* START Data entries *

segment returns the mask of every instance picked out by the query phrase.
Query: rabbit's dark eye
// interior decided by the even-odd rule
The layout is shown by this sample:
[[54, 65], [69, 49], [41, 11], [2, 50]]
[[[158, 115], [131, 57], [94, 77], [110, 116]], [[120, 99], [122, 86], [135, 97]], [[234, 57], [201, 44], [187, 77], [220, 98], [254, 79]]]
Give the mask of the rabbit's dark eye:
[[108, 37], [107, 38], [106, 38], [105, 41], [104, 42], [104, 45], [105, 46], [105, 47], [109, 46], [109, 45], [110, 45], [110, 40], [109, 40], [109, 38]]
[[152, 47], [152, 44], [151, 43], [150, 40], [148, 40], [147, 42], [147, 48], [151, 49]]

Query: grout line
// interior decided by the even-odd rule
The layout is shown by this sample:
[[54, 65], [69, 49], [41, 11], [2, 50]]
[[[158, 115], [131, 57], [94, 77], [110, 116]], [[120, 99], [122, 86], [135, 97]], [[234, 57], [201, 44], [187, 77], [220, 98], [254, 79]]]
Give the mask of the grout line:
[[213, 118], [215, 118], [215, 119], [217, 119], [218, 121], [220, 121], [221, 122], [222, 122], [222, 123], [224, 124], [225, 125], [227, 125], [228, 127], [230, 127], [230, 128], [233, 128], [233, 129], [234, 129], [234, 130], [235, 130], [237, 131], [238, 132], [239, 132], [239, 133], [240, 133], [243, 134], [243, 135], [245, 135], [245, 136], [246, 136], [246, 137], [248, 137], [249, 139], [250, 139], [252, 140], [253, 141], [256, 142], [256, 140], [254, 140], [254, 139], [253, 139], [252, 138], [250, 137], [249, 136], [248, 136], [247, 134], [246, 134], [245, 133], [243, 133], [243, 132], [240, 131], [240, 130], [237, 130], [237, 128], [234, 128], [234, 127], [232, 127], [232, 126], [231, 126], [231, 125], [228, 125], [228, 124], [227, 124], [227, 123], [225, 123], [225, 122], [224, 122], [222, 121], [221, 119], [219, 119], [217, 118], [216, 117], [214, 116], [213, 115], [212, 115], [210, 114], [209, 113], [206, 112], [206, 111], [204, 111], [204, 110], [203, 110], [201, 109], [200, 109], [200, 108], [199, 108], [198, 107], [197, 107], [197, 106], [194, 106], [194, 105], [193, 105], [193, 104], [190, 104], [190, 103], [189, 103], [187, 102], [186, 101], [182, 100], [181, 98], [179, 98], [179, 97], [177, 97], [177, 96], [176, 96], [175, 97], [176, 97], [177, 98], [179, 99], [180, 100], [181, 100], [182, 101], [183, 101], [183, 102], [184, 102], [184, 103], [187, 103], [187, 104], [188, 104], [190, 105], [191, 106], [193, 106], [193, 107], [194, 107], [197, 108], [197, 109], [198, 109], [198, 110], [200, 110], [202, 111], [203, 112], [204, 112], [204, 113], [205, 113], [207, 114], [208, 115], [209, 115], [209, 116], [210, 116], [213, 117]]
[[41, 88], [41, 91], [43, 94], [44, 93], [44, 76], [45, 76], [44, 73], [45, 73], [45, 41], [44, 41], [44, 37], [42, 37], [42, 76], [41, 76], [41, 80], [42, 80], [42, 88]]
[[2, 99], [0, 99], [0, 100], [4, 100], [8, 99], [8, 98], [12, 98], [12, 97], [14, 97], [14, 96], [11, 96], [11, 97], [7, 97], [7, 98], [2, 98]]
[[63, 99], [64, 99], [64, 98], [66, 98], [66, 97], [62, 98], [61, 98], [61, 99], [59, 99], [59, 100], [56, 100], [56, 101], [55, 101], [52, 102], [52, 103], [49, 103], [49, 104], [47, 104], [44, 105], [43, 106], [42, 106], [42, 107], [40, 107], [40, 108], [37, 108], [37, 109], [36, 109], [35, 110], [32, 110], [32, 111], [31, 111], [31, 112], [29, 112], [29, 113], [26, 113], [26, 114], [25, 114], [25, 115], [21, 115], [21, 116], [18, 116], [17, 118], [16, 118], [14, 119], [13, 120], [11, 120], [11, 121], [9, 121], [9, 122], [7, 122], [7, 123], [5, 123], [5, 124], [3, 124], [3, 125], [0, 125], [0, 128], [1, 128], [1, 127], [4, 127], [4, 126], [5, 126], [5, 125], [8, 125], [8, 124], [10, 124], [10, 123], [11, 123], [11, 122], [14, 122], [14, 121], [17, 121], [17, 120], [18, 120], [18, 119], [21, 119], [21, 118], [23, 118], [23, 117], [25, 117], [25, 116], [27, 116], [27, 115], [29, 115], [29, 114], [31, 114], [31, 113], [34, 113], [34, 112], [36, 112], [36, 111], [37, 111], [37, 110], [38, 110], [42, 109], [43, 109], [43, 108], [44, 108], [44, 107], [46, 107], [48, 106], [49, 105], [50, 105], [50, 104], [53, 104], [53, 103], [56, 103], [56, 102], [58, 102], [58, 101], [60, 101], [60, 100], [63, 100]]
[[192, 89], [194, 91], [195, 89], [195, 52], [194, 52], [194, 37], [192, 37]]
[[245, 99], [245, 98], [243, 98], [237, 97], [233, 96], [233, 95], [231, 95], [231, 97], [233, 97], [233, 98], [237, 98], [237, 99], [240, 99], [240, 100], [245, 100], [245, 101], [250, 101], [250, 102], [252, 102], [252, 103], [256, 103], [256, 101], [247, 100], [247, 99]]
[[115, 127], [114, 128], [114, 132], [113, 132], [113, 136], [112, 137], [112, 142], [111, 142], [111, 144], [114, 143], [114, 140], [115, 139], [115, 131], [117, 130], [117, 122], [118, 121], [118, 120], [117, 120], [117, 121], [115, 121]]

* END Data entries *

• [Work required] Rewrite every line of the rows above as a numbered list, dropping any blank lines.

• [Task solution]
1. segment returns the mask of every instance picked out by the query phrase.
2. Query: rabbit's dark eye
3. // interior decided by the even-odd rule
4. The layout is shown by this sample:
5. [[54, 65], [69, 49], [41, 11], [2, 50]]
6. [[[158, 115], [131, 57], [94, 77], [110, 116]], [[120, 99], [122, 86], [135, 97]], [[234, 57], [201, 44], [187, 77], [220, 98], [254, 79]]]
7. Give the mask of the rabbit's dark eye:
8. [[108, 37], [107, 38], [106, 38], [105, 41], [104, 42], [104, 45], [105, 46], [105, 47], [109, 46], [109, 45], [110, 45], [110, 40], [109, 40], [109, 38]]
9. [[152, 47], [152, 44], [151, 43], [150, 40], [148, 40], [147, 42], [147, 48], [151, 49]]
10. Query: grout line
11. // interior decided by the even-odd rule
12. The layout is shown by this sample:
13. [[54, 65], [69, 49], [41, 11], [2, 50]]
14. [[[158, 115], [131, 57], [94, 77], [110, 116]], [[120, 99], [122, 86], [135, 97]], [[234, 57], [201, 44], [187, 77], [220, 98], [254, 79]]]
15. Give the mask of the grout line:
16. [[213, 118], [215, 118], [215, 119], [217, 119], [218, 121], [220, 121], [221, 122], [222, 122], [222, 123], [224, 124], [225, 125], [227, 125], [228, 127], [230, 127], [230, 128], [233, 128], [233, 129], [234, 129], [234, 130], [235, 130], [237, 131], [238, 132], [239, 132], [239, 133], [240, 133], [243, 134], [243, 135], [245, 135], [245, 136], [246, 136], [246, 137], [248, 137], [249, 139], [250, 139], [252, 140], [253, 141], [256, 142], [256, 140], [254, 140], [254, 139], [253, 139], [252, 138], [250, 137], [249, 136], [248, 136], [247, 134], [246, 134], [245, 133], [243, 133], [243, 132], [240, 131], [240, 130], [237, 130], [237, 128], [234, 128], [234, 127], [232, 127], [232, 126], [231, 126], [231, 125], [228, 125], [228, 124], [227, 124], [227, 123], [225, 123], [225, 122], [224, 122], [222, 121], [221, 119], [219, 119], [217, 118], [216, 117], [214, 116], [213, 115], [212, 115], [210, 114], [209, 113], [206, 112], [206, 111], [204, 111], [204, 110], [203, 110], [201, 109], [200, 109], [200, 108], [199, 108], [198, 107], [197, 107], [197, 106], [194, 106], [194, 105], [193, 105], [193, 104], [190, 104], [190, 103], [189, 103], [187, 102], [186, 101], [182, 100], [181, 98], [179, 98], [179, 97], [177, 97], [177, 96], [176, 96], [175, 97], [176, 97], [177, 98], [179, 99], [180, 100], [181, 100], [182, 101], [183, 101], [183, 102], [184, 102], [184, 103], [187, 103], [187, 104], [188, 104], [190, 105], [191, 106], [193, 106], [193, 107], [194, 107], [197, 108], [197, 109], [198, 109], [198, 110], [200, 110], [202, 111], [203, 112], [204, 112], [204, 113], [205, 113], [207, 114], [208, 115], [209, 115], [209, 116], [210, 116], [213, 117]]
17. [[41, 88], [41, 91], [43, 94], [44, 93], [44, 76], [45, 76], [44, 73], [45, 73], [45, 41], [44, 41], [44, 37], [42, 37], [42, 76], [41, 76], [41, 80], [42, 80], [42, 88]]
18. [[2, 99], [0, 99], [0, 100], [4, 100], [8, 99], [8, 98], [12, 98], [12, 97], [14, 97], [14, 96], [11, 96], [11, 97], [7, 97], [7, 98], [2, 98]]
19. [[63, 99], [64, 99], [64, 98], [66, 98], [66, 97], [62, 98], [61, 98], [61, 99], [59, 99], [59, 100], [56, 100], [56, 101], [55, 101], [52, 102], [52, 103], [49, 103], [49, 104], [47, 104], [44, 105], [43, 106], [42, 106], [42, 107], [40, 107], [40, 108], [37, 108], [37, 109], [36, 109], [35, 110], [32, 110], [32, 111], [31, 111], [31, 112], [29, 112], [29, 113], [26, 113], [26, 114], [25, 114], [25, 115], [21, 115], [21, 116], [18, 116], [17, 118], [16, 118], [14, 119], [13, 120], [11, 120], [11, 121], [9, 121], [9, 122], [7, 122], [7, 123], [5, 123], [5, 124], [3, 124], [3, 125], [0, 125], [0, 128], [1, 128], [1, 127], [4, 127], [4, 126], [5, 126], [5, 125], [8, 125], [8, 124], [10, 124], [10, 123], [11, 123], [11, 122], [14, 122], [14, 121], [17, 121], [17, 120], [18, 120], [18, 119], [21, 119], [21, 118], [23, 118], [23, 117], [25, 117], [25, 116], [27, 116], [27, 115], [29, 115], [29, 114], [31, 114], [31, 113], [34, 113], [34, 112], [36, 112], [36, 111], [37, 111], [37, 110], [38, 110], [42, 109], [43, 109], [43, 108], [44, 108], [44, 107], [46, 107], [48, 106], [49, 105], [50, 105], [50, 104], [53, 104], [53, 103], [56, 103], [56, 102], [58, 102], [58, 101], [60, 101], [60, 100], [63, 100]]
20. [[192, 89], [194, 91], [195, 89], [195, 52], [194, 52], [194, 37], [192, 37]]
21. [[245, 99], [245, 98], [243, 98], [237, 97], [233, 96], [233, 95], [231, 95], [231, 97], [233, 97], [233, 98], [237, 98], [237, 99], [240, 99], [240, 100], [245, 100], [245, 101], [250, 101], [250, 102], [252, 102], [252, 103], [256, 103], [256, 101], [247, 100], [247, 99]]
22. [[115, 127], [114, 128], [114, 132], [113, 132], [113, 136], [112, 137], [112, 142], [111, 142], [111, 144], [114, 143], [114, 140], [115, 139], [115, 131], [117, 130], [117, 122], [118, 121], [118, 120], [117, 120], [117, 121], [115, 121]]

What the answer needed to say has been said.